* _Task prompt_: Within the records that follow, restate exactly the lines from the line with "Query: marble tile floor" down to the line with "Reviewer check: every instance of the green", including both. Omit the pictures.

* _Extracted records_:
┄┄┄┄┄┄┄┄┄┄┄┄┄┄┄┄┄┄┄┄

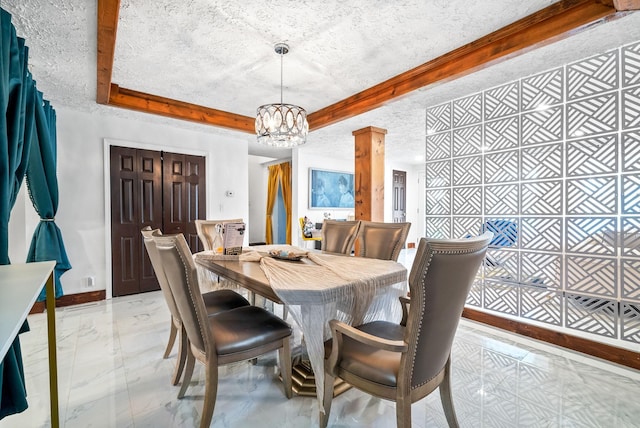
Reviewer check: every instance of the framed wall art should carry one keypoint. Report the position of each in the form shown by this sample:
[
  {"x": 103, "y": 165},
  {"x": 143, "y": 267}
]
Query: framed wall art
[{"x": 331, "y": 189}]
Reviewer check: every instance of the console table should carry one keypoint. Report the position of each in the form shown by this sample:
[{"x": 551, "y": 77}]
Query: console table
[{"x": 20, "y": 285}]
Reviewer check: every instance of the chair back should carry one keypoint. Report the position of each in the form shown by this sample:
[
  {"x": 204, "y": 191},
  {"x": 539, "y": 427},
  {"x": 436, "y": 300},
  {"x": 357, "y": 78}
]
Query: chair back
[
  {"x": 182, "y": 277},
  {"x": 440, "y": 279},
  {"x": 150, "y": 245},
  {"x": 339, "y": 236},
  {"x": 206, "y": 230},
  {"x": 377, "y": 240}
]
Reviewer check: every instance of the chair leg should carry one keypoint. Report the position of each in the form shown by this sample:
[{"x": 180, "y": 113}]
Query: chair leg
[
  {"x": 447, "y": 398},
  {"x": 183, "y": 351},
  {"x": 284, "y": 355},
  {"x": 327, "y": 398},
  {"x": 403, "y": 412},
  {"x": 188, "y": 372},
  {"x": 172, "y": 339},
  {"x": 210, "y": 393}
]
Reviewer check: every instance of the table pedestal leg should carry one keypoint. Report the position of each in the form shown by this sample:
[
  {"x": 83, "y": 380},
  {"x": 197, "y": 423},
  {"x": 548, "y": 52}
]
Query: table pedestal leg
[{"x": 304, "y": 382}]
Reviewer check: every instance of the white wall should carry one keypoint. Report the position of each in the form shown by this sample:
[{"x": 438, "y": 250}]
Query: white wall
[{"x": 83, "y": 212}]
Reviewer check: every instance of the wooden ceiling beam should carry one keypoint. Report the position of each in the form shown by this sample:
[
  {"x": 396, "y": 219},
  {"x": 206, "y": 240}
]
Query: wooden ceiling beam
[
  {"x": 108, "y": 11},
  {"x": 553, "y": 23},
  {"x": 148, "y": 103}
]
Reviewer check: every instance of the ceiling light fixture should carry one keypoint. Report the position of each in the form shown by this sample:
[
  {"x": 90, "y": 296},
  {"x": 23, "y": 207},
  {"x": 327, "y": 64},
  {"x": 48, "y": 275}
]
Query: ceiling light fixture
[{"x": 281, "y": 125}]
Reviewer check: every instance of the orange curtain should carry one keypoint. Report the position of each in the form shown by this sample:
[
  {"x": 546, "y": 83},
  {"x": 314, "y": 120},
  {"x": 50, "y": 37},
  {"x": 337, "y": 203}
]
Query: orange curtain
[
  {"x": 278, "y": 175},
  {"x": 285, "y": 180},
  {"x": 272, "y": 191}
]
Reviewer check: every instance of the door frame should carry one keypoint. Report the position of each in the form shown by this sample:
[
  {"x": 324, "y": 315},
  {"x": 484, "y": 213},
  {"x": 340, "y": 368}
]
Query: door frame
[{"x": 107, "y": 143}]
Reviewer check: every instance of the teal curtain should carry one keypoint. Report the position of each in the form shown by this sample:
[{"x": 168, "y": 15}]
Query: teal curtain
[
  {"x": 14, "y": 152},
  {"x": 27, "y": 147},
  {"x": 42, "y": 182}
]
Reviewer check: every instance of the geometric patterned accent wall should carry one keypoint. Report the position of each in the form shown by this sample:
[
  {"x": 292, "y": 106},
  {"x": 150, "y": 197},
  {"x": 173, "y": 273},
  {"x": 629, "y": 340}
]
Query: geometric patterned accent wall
[{"x": 551, "y": 164}]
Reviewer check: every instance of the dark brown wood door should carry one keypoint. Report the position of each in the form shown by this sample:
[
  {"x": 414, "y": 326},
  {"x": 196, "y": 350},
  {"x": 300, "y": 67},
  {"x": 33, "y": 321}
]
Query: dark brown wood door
[
  {"x": 184, "y": 196},
  {"x": 147, "y": 188},
  {"x": 399, "y": 196},
  {"x": 136, "y": 202}
]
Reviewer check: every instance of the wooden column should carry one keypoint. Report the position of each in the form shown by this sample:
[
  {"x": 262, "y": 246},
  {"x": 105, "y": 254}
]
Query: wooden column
[{"x": 369, "y": 173}]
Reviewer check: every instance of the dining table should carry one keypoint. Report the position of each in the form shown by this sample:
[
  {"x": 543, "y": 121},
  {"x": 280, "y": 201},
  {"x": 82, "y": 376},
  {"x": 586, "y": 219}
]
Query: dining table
[{"x": 316, "y": 287}]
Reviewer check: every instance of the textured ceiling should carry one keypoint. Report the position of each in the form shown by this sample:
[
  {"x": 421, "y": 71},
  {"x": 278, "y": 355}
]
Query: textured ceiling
[{"x": 220, "y": 54}]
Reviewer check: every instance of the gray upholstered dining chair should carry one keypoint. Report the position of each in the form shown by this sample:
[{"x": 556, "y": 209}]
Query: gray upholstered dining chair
[
  {"x": 339, "y": 236},
  {"x": 377, "y": 240},
  {"x": 227, "y": 337},
  {"x": 214, "y": 302},
  {"x": 406, "y": 362}
]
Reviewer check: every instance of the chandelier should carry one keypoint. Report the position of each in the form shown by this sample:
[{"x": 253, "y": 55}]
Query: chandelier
[{"x": 281, "y": 125}]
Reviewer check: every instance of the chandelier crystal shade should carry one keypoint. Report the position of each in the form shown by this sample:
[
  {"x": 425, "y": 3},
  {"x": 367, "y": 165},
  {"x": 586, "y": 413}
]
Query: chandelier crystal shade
[{"x": 281, "y": 125}]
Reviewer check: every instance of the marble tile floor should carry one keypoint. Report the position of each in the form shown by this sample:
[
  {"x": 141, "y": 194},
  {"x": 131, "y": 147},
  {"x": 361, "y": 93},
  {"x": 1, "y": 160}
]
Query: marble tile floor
[{"x": 111, "y": 374}]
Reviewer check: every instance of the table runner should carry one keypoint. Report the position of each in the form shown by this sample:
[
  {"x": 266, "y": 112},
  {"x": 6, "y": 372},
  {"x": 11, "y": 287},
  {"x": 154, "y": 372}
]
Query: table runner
[{"x": 351, "y": 289}]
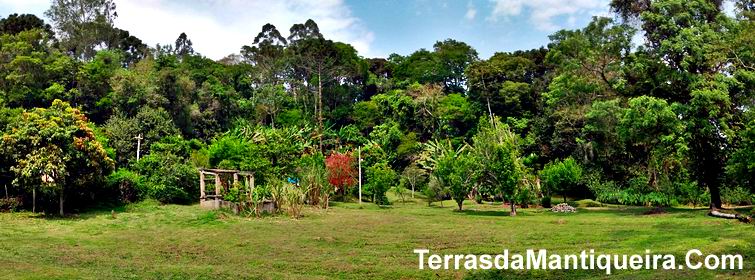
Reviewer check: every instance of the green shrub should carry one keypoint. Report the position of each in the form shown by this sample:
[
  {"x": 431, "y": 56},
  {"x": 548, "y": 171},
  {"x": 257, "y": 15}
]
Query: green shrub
[
  {"x": 545, "y": 201},
  {"x": 561, "y": 176},
  {"x": 380, "y": 178},
  {"x": 128, "y": 184},
  {"x": 169, "y": 178},
  {"x": 11, "y": 204},
  {"x": 736, "y": 196}
]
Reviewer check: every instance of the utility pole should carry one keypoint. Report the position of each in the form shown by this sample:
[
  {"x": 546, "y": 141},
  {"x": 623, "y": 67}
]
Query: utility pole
[
  {"x": 360, "y": 175},
  {"x": 138, "y": 146}
]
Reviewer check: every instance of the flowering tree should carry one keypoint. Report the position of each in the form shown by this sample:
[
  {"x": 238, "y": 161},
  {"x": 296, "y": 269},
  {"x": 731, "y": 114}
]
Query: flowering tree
[
  {"x": 340, "y": 171},
  {"x": 55, "y": 149}
]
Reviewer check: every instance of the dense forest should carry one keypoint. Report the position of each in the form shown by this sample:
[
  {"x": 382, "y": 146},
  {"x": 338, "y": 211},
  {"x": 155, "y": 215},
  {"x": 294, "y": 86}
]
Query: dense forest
[{"x": 662, "y": 121}]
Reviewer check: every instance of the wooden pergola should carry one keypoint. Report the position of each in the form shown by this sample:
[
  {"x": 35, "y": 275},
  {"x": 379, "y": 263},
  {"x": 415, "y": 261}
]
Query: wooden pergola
[{"x": 213, "y": 201}]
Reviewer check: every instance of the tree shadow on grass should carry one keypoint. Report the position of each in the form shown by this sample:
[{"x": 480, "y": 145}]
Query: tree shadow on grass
[{"x": 490, "y": 213}]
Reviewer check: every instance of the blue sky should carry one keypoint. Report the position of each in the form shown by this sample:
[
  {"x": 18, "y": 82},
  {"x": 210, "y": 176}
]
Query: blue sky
[{"x": 374, "y": 28}]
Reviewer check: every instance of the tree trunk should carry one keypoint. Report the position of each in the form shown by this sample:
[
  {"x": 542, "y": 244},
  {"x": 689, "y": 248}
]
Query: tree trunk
[
  {"x": 319, "y": 101},
  {"x": 61, "y": 203},
  {"x": 490, "y": 112},
  {"x": 715, "y": 197}
]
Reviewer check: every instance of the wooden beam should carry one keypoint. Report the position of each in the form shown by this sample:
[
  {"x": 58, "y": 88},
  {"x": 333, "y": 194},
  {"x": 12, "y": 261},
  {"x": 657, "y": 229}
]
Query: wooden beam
[
  {"x": 202, "y": 194},
  {"x": 218, "y": 184}
]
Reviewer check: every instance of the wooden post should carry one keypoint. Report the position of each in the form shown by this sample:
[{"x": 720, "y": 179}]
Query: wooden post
[
  {"x": 360, "y": 175},
  {"x": 201, "y": 186},
  {"x": 138, "y": 146},
  {"x": 217, "y": 186}
]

┄┄┄┄┄┄┄┄┄┄┄┄┄┄┄┄┄┄┄┄

* _Written solution_:
Query: marble tile floor
[{"x": 111, "y": 374}]
Reviewer check: every instance of the table runner should carry one keypoint. Report the position of each in the form shown by this sample:
[
  {"x": 266, "y": 112},
  {"x": 6, "y": 372},
  {"x": 11, "y": 287},
  {"x": 154, "y": 372}
]
Query: table runner
[{"x": 351, "y": 289}]
Reviewer check: every instance of the green shrub should carry one keypoint. Report the position of each in the form shown by this sample:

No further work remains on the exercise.